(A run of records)
========
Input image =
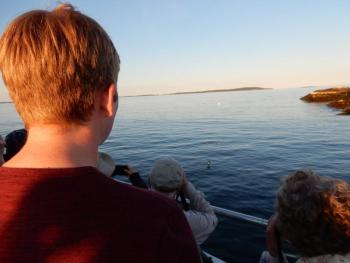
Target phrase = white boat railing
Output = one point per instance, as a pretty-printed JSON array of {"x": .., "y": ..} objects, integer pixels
[
  {"x": 238, "y": 215},
  {"x": 246, "y": 218}
]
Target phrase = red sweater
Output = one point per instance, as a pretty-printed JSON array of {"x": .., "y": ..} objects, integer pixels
[{"x": 80, "y": 215}]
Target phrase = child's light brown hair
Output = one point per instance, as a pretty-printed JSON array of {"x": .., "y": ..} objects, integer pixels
[{"x": 54, "y": 62}]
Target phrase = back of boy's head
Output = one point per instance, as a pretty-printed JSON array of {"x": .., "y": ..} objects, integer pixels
[{"x": 54, "y": 63}]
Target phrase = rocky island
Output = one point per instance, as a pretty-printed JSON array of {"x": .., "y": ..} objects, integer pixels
[{"x": 338, "y": 97}]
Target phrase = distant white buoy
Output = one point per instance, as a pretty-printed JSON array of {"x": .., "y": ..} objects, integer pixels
[{"x": 209, "y": 164}]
========
# WHAT YOU ARE ASKED TO DO
Reproduce all of the lines above, requests included, scaling every x and y coordinate in the answers by 2.5 and rounding each result to a whole number, with halves rounded up. Omit the pictures.

# ANSWER TO THE TASK
Input image =
Target phrase = white boat railing
Output = one point per instance, as a pretty-printed JSON array of {"x": .., "y": ..} objects, integer pixels
[
  {"x": 595, "y": 538},
  {"x": 615, "y": 545}
]
Target phrase = red sweater
Output = one point per instance, as a pretty-printed JSON array of {"x": .., "y": ..} objects, integer pixels
[{"x": 200, "y": 538}]
Target phrase = child's light brown hair
Output = one point per instance, as a pretty-printed JSON array of {"x": .., "y": ..} objects, integer pixels
[{"x": 135, "y": 155}]
Target phrase = back of boy's head
Output = one point per instance, as a pretty-printed JSON array of {"x": .., "y": ..} objects, integer pixels
[{"x": 135, "y": 158}]
Target phrase = rocky island
Output = one point per instance, as a pretty-printed JSON array of {"x": .., "y": ..} objects, integer pixels
[{"x": 845, "y": 243}]
Target phrase = distant white buoy
Output = one point per instance, as a pretty-printed JSON array of {"x": .., "y": ..} objects, integer pixels
[{"x": 523, "y": 410}]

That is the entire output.